Trecho de origem —
□ □ □ □ □ □ □
Neste livro, Leclerc conta que em abril de 1943, ele foi inesperadamente recrutado pelo Serviço de Trabalho Obrigatório (STO) na Alemanha (a França foi invadida pela Alemanha em 1940). Naquela ocasião eu era estudante de filosofia em Carrières-sous-Poissy, na residência de Champfleury, para onde se havia retirado o escolasticado franciscano. Éramos uns doze jovens religiosos”, conta Éloi. “Numa manhã de 1944, a Gestapo fez uma vasta batida policial nos acampamentos de jovens. Fomos presos mais de sessenta: padres, religiosos, seminaristas, jocistas, escoteiros… Todos acusados de propaganda antinazi e considerados indivíduos perigosos”, acrescenta o frade escritor, preso em Brauweiler, onde os jovens foram submetidos a interrogatórios violentos e até torturados. A Gestapo queria que confessassem que escondiam armas. Depois dos interrogatórios, foram enviados para o campo de concentração de Buchenwald, perto de Weimar, na Turíngia, onde um de seus confrades faleceu.
Para Leclerc, foi “a descida aos infernos”. Segundo ele, não havia passado um mês no campo e já contavam vários mortos em suas fileiras. “Aos olhos dos nossos carrascos não éramos mais homens: o objetivo deles era fazer-nos tomar consciência de que não tínhamos mais nenhuma dignidade humana e, por conseguinte, nenhum direito ao mínimo respeito, nem mesmo à vida”, relata Frei Éloi.
Dois momentos na vida de Leclerc: o campo de concentração em Buchenwald e São Francisco de Assis
Éloi foi libertado em 29 de abril de 1945 pelas tropas americanas, no campo de Dachau. “Iria passar alguns meses de repouso e de restabelecimento na Bretanha, junto com minha família”, escreve. Segundo o escritor, tudo convidava à alegria: pais, irmãos, a casa onde moravam, o jardim, o campo. O vale do Elorn se tornou mais belo. “Nossa casa estava situada no lugar chamado ‘La Fontaine blanche’. Um nome evocador, cheio de sonhos”, conta. Mas nada era como antes. “Não existia mais a inocente alegria de viver, feita de despreocupação e livre de toda desconfiança e de todo medo. O medo do homem não me largava. De noite, acordava sobressaltado, o suor escorrendo e a alma tomada de pavor. Elas sempre voltavam, aquelas imagens do horror. Elas me perseguiam. E não podia apagá-las”, confessava.
É com esses sentimentos que Éloi encontra em Francisco de Assis um bálsamo para sua alma. “Se seu ‘Cântico do Sol’ tem o esplendor da manhã, é precisamente porque ele surge no fim da noite. Se ele é o canto de todas as criaturas, é porque também foi o canto da maior solidão. E se é o canto de todos os humanos, é porque foi mais forte que todos os silêncios e que todas as violências: é o canto de todos os perdões”, refletia. Foi assim que nasceu “O Sol nasce em Assis”.
□ □ □ □ □ □ □
Dados fornecidos —
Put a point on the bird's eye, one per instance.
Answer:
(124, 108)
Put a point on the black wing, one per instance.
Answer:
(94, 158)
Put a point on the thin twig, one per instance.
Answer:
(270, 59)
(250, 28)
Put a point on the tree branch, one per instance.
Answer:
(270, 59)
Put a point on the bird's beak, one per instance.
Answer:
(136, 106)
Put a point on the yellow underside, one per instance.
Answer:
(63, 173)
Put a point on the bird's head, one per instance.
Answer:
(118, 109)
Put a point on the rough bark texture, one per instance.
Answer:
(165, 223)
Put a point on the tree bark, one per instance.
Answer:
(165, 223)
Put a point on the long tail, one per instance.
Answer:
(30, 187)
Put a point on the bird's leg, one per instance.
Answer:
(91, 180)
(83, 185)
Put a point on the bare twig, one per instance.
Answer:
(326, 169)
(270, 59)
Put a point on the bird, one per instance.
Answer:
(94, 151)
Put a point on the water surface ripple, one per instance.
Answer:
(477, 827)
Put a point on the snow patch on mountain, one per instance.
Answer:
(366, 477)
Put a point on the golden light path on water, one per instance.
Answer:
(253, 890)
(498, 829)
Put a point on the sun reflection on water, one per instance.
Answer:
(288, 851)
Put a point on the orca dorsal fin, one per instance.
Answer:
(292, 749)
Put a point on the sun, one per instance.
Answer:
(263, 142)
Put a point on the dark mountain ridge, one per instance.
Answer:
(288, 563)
□ □ □ □ □ □ □
Transcreva do trecho de origem, sem nenhuma alteração, a passagem de "Para Leclerc, foi" até "relata Frei Éloi.".

Para Leclerc, foi “a descida aos infernos”. Segundo ele, não havia passado um mês no campo e já contavam vários mortos em suas fileiras. “Aos olhos dos nossos carrascos não éramos mais homens: o objetivo deles era fazer-nos tomar consciência de que não tínhamos mais nenhuma dignidade humana e, por conseguinte, nenhum direito ao mínimo respeito, nem mesmo à vida”, relata Frei Éloi.